STATED EXERCISE: How many lines in the entries below contain the word "roof"? Reply with only the number.
========================================
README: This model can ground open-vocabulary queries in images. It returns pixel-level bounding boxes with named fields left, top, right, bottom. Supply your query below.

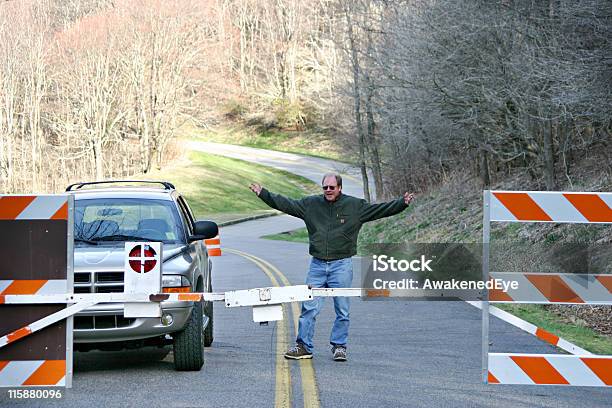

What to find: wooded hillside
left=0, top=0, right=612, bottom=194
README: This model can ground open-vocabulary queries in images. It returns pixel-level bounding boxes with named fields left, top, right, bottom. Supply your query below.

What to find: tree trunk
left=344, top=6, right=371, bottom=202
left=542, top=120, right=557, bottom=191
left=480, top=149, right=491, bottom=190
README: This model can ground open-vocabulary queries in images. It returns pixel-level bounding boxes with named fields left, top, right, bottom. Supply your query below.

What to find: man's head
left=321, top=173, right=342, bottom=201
========================================
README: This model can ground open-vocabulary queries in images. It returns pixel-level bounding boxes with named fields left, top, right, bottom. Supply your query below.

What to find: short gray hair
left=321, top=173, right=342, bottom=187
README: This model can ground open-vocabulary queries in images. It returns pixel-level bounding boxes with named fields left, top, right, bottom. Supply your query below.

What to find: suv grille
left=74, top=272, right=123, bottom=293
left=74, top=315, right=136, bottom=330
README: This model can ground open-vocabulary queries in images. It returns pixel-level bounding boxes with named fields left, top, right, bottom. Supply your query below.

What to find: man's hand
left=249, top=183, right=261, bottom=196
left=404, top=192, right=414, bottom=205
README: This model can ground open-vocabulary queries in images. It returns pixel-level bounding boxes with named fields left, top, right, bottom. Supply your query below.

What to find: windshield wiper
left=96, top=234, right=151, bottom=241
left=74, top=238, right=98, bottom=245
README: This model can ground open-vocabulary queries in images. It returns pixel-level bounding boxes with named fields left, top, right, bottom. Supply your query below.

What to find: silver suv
========================================
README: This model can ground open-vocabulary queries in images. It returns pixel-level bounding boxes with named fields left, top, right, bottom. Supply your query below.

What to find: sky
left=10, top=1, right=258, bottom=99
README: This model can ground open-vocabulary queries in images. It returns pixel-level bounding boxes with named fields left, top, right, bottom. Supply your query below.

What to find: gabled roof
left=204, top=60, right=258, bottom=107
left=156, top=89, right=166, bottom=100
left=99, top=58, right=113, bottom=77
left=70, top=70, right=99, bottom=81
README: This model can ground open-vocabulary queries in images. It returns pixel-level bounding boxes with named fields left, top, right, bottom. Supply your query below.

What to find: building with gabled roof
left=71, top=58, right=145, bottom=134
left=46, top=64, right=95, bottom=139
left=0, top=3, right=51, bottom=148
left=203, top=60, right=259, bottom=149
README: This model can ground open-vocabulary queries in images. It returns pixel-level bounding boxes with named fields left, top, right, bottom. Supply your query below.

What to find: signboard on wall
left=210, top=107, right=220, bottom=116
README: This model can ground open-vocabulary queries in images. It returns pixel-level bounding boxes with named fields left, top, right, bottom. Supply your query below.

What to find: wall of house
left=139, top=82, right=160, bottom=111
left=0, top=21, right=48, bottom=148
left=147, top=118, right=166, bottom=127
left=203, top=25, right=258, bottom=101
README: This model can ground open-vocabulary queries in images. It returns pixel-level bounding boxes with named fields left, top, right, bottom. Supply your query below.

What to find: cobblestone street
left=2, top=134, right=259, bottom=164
========================================
COMPLETED TASK: 2